From the line containing "Target = window" down to the line containing "Target = stone building" in the records below, reproduce every line exactly, ends included, and omit all others.

**Data under study**
☆ ☆ ☆ ☆ ☆

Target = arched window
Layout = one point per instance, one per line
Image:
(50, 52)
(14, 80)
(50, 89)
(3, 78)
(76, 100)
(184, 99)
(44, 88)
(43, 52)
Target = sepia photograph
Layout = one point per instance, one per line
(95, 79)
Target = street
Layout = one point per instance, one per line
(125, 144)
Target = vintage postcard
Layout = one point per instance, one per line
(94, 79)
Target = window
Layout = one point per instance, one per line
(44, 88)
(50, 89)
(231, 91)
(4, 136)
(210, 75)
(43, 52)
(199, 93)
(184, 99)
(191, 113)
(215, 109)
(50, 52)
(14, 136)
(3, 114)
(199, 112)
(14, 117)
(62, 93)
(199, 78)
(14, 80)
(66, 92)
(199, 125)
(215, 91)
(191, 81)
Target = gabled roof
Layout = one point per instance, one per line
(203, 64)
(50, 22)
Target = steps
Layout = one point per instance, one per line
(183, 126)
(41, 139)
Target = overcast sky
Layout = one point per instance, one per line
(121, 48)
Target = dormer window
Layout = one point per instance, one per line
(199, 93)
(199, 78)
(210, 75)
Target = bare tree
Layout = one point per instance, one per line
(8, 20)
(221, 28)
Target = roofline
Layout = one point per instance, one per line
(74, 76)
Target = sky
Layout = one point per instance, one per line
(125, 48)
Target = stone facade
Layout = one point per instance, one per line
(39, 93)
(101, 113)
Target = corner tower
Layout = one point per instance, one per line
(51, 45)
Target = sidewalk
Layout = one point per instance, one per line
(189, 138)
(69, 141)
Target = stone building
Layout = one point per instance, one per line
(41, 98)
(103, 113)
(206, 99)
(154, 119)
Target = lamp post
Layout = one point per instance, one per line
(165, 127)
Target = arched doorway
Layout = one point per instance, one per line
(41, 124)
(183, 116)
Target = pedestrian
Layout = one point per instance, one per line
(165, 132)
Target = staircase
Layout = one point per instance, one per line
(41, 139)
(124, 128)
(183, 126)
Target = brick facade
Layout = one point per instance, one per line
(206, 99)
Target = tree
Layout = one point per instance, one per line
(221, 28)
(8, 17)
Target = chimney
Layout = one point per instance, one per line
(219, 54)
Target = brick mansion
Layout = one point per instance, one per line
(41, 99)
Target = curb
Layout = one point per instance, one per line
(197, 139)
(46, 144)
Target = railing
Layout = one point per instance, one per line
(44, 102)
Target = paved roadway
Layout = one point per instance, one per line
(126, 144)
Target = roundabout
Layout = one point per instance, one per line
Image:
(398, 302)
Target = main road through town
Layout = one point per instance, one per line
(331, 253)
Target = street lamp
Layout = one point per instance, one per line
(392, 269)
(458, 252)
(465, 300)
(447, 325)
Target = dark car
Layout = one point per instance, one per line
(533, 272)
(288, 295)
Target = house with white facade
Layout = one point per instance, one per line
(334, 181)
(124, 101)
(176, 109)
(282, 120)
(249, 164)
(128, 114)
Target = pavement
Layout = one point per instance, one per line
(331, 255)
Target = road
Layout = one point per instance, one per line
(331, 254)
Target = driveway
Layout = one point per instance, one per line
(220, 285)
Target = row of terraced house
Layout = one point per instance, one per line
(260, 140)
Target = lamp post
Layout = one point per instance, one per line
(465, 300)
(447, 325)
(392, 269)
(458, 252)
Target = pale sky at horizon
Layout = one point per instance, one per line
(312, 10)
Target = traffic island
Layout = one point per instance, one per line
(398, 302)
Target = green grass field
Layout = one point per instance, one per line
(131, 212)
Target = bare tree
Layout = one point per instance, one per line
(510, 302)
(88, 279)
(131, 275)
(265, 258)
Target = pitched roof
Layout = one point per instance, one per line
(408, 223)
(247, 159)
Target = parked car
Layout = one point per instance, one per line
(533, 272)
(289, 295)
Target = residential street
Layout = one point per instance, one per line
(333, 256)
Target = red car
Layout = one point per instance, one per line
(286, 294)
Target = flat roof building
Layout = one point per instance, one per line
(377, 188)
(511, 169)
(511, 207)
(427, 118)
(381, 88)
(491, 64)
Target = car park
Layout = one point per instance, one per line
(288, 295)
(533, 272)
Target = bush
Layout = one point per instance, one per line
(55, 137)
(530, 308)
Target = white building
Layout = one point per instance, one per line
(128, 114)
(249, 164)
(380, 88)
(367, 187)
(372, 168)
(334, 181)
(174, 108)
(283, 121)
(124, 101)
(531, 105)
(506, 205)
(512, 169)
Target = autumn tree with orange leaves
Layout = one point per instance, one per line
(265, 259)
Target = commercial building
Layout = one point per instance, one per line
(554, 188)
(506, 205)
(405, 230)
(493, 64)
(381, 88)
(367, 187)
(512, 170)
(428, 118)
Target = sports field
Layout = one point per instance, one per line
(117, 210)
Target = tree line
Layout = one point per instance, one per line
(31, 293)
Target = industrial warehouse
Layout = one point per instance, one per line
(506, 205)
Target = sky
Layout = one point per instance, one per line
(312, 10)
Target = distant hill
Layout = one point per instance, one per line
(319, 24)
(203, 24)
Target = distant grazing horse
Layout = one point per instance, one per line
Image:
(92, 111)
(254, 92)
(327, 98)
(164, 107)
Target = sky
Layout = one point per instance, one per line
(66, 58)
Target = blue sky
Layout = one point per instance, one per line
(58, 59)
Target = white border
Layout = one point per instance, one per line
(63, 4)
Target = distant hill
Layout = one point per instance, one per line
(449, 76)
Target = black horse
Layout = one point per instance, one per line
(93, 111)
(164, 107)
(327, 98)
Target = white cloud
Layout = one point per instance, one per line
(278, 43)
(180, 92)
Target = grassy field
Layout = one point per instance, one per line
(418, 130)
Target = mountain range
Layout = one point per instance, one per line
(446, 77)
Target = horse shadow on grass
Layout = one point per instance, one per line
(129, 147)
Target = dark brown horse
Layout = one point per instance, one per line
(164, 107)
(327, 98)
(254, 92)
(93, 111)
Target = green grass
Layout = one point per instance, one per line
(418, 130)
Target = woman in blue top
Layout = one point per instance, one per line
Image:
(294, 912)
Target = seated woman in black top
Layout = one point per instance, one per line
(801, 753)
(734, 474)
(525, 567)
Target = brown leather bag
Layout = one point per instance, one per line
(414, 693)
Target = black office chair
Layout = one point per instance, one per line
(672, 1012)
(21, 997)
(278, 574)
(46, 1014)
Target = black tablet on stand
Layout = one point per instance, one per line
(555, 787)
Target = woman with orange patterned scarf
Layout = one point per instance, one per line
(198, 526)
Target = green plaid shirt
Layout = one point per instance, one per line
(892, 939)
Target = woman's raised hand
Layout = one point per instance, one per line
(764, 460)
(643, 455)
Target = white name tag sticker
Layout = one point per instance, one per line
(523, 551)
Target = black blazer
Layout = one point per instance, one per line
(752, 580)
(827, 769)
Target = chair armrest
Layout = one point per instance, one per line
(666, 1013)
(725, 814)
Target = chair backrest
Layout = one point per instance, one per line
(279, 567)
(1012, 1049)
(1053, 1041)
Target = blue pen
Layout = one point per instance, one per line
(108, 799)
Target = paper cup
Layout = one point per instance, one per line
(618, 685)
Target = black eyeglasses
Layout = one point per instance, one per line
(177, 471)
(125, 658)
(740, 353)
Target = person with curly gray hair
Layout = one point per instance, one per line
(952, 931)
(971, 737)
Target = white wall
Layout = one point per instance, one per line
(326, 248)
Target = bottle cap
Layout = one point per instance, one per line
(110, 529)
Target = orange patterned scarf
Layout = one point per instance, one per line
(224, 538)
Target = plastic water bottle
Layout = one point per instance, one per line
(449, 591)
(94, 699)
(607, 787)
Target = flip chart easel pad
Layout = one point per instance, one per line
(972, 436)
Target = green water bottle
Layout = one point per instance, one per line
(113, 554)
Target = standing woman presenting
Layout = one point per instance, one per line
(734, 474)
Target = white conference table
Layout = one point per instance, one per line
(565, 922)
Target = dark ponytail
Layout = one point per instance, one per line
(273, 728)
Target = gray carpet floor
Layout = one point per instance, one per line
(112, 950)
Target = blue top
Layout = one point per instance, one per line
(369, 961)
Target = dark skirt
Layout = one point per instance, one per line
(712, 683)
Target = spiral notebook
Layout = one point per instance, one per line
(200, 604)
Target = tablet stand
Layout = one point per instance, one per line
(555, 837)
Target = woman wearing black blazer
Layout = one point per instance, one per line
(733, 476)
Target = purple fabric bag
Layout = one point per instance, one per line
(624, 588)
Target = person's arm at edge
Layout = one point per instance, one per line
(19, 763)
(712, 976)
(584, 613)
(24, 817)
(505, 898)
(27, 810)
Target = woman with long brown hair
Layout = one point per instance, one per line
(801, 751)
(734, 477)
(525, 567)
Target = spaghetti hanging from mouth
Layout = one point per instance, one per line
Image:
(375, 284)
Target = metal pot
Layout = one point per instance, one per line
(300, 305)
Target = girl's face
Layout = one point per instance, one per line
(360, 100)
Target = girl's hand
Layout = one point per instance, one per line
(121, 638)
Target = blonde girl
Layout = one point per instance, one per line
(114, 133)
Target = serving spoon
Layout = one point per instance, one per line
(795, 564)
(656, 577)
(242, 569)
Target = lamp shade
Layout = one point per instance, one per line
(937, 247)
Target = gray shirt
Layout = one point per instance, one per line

☆ ☆ ☆ ☆ ☆

**Output for this task**
Target = window
Layout = one point per instance, one per line
(44, 88)
(50, 89)
(231, 91)
(4, 136)
(210, 75)
(43, 52)
(199, 93)
(184, 99)
(191, 113)
(215, 109)
(50, 52)
(14, 136)
(3, 114)
(199, 112)
(14, 117)
(62, 93)
(199, 78)
(14, 80)
(66, 92)
(199, 125)
(215, 91)
(191, 81)
Target = gabled roof
Layout = one point per instance, one per line
(203, 64)
(50, 22)
Target = steps
Layout = one point per instance, one per line
(183, 126)
(41, 139)
Target = overcast sky
Layout = one point per instance, one per line
(121, 48)
Target = dormer window
Layout = one point per instance, one per line
(199, 93)
(199, 78)
(210, 75)
Target = bare tree
Layout = one point per instance, one per line
(8, 20)
(221, 28)
Target = roofline
Layout = one point per instance, one per line
(74, 76)
Target = sky
Layout = one point per instance, one per line
(125, 48)
Target = stone facade
Layout = one point per instance, one per line
(39, 93)
(101, 113)
Target = corner tower
Layout = one point per instance, one per line
(51, 45)
Target = sidewalk
Layout = one point per instance, one per line
(189, 138)
(69, 141)
Target = stone building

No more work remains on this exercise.